> **Исходный отрывок**:

Как известно, Кьеркегор страдал от умножения личностей и сомнений. Раздвоение сознания было центральной темой работ Кьеркегора, как и работ Мёллера до него. Кажется даже, что эта опасность издавна знакома датчанам вообще. В самом сердце датского слова «отчаяние», fortvivlelse, находится морфема tvi, то есть «два», означающая раздвоение сознания. Датское слово tvivl означает сомнение; tvivlesyg – скептицизм; tvetydighed – неоднозначность[277]. На самом деле самонаблюдение вообще характерно для пуританства и близкородственно христианскому мышлению.

Однако, в отличие от Мёллера, который вышучивал tvivl лиценциата, Кьеркегор мучительно пытался проложить путь сквозь лабиринт зеркал. В «Истории современной философии», которую Бор наверняка читал студентом, Гёффдинг дает краткое описание того пути, который, по его мнению, нашел Кьеркегор: «Основная его идея состояла в том, что возможные разные концепции жизни настолько резко противоречат друг другу, что мы должны выбирать между ними; отсюда происходит ключевое для него слово либо-либо. Более того, выбор этот каждый человек неизбежно должен сделать для себя сам; отсюда второе ключевое слово, индивидуум»[278]. И далее: «Непрерывность существует только в мире возможностей; в реальном мире решение всегда возникает из нарушения непрерывности»[279]. Непрерывность в том смысле, в котором она мучила Бора, была преследовавшим его потоком преумножения сомнений и «я»; нарушение этой непрерывности – решительность, действие – было тем исходом, который он надеялся найти.

Сперва он обратился к математике. Из университетской лекции он узнал о римановой геометрии – одном из видов неевклидовой геометрии, разработанном немецким математиком Георгом Риманом для представления функций комплексных переменных. Риман показал, что многозначные функции этого вида (число[280], квадратный корень из него, его логарифм и т. д.) можно представлять и соотносить на наборах совмещающихся геометрических плоскостей, которые назвали римановыми поверхностями. «В то время, – сказал Бор в своем последнем интервью, – я серьезно подумывал написать некую работу по философии, и речь шла именно об этой аналогии с многозначными функциями. Мне казалось, что всевозможные проблемы в психологии – которые называли великими философскими проблемами, о свободе воли и тому подобное, – что их действительно можно упростить, если рассмотреть, как именно мы к ним подходим, и это можно было сделать при помощи аналогии с многозначными функциями»[281]. К тому времени он думал, что проблема может быть порождена языком, неоднозначностью – множественными значениями, так сказать, – разных смыслов слова «я». Если разделить разные значения, распределив их по разным плоскостям, можно будет отследить, о чем именно идет речь. Тогда смешение личностей прямо на наших глазах получит графическое разрешение.

> **Фрагмент набора данных**:

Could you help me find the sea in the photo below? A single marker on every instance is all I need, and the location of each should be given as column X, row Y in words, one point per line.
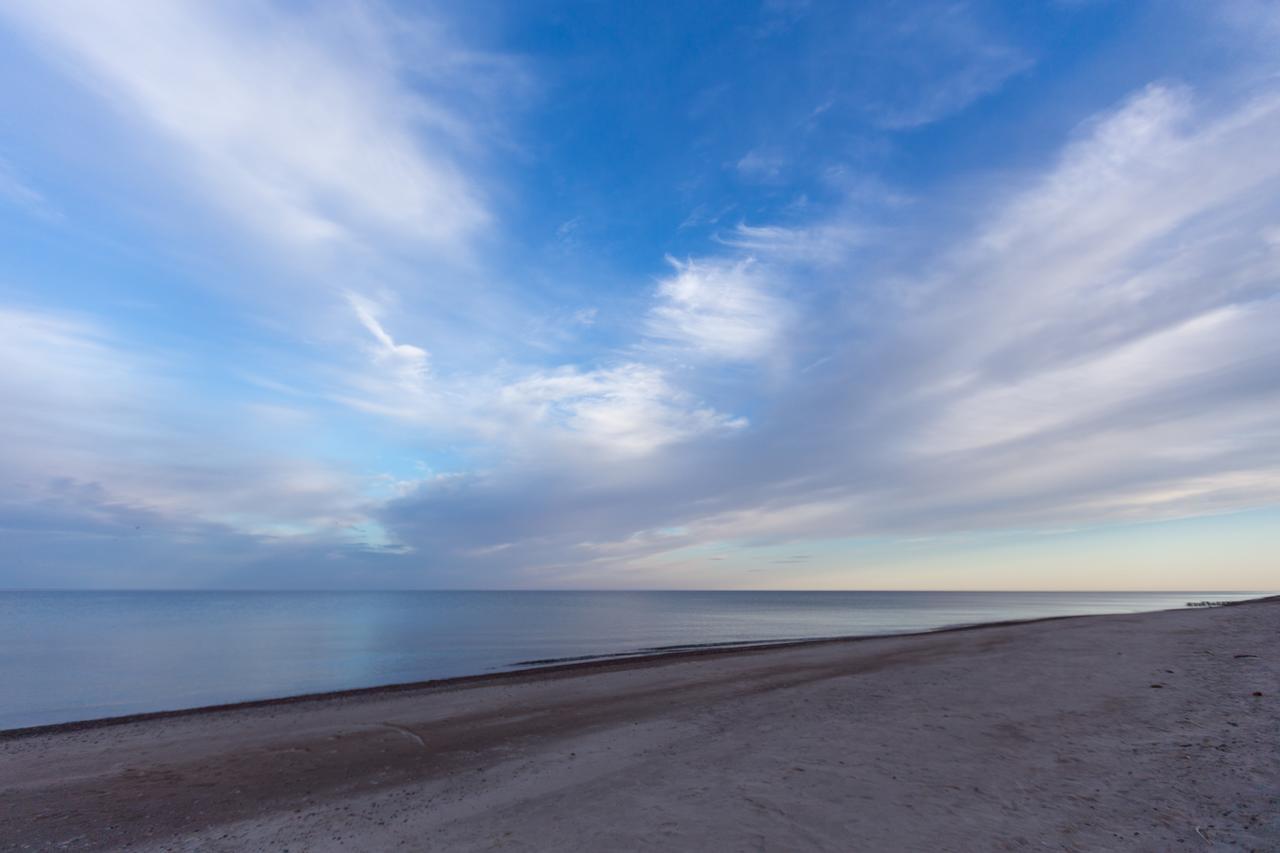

> **Что сделать**:
(a) Замени «скептицизм» на «неверие» и приведи отрывок о Кьеркегоре и Боре целиком — от слов «Как известно, Кьеркегор» и вплоть до слов «близкородственно христианскому мышлению.».
(b) Продолжи отрывок о Кьеркегоре и Боре, начав сразу после его последнего предложения.
Материал здесь никакой роли не играет.

> **Результаты заданий**:
(a)
Как известно, Кьеркегор страдал от умножения личностей и сомнений. Раздвоение сознания было центральной темой работ Кьеркегора, как и работ Мёллера до него. Кажется даже, что эта опасность издавна знакома датчанам вообще. В самом сердце датского слова «отчаяние», fortvivlelse, находится морфема tvi, то есть «два», означающая раздвоение сознания. Датское слово tvivl означает сомнение; tvivlesyg – неверие; tvetydighed – неоднозначность[277]. На самом деле самонаблюдение вообще характерно для пуританства и близкородственно христианскому мышлению.

(b)
Бору такая схема казалась слишком схематической. Вероятно, математика была слишком похожа на рациоцинацию, и с нею он по-прежнему оставался замкнут в своей тревоге. Он подумывал написать книгу о своих математических аналогиях, но вместо этого обратился к другой, гораздо более конкретной работе. Заметим, однако, что математическая аналогия начинает встраивать проблему сомнения в систему языка, видя в сомнении особую форму вербальной неоднозначности; заметим, что она пытается прояснить неоднозначности, разнося разные смыслы по отдельным, не связанным друг с другом плоскостям.

Та конкретная работа, к которой Бор обратился в феврале 1905 года – ему было тогда девятнадцать лет, – была задачей из области экспериментальной физики[282]. Каждый год Датская королевская академия наук и литературы предлагала задачу и давала на ее решение двухлетний срок; успешным работам по этой теме академия присуждала золотую и серебряную медали. В 1905 задача по физике касалась измерения поверхностного натяжения жидкостей путем измерения колебаний, возникающих в этих жидкостях при протекании через отверстие (такие колебания можно увидеть в струе, вытекающей из садового шланга, которая приобретает волнистую форму). Это предложил британский лауреат Нобелевской премии Джон Уильям Стретт, лорд Рэлей, но его никто еще не пробовал применить на практике. Бор и еще один участник конкурса взялись за решение этой задачи.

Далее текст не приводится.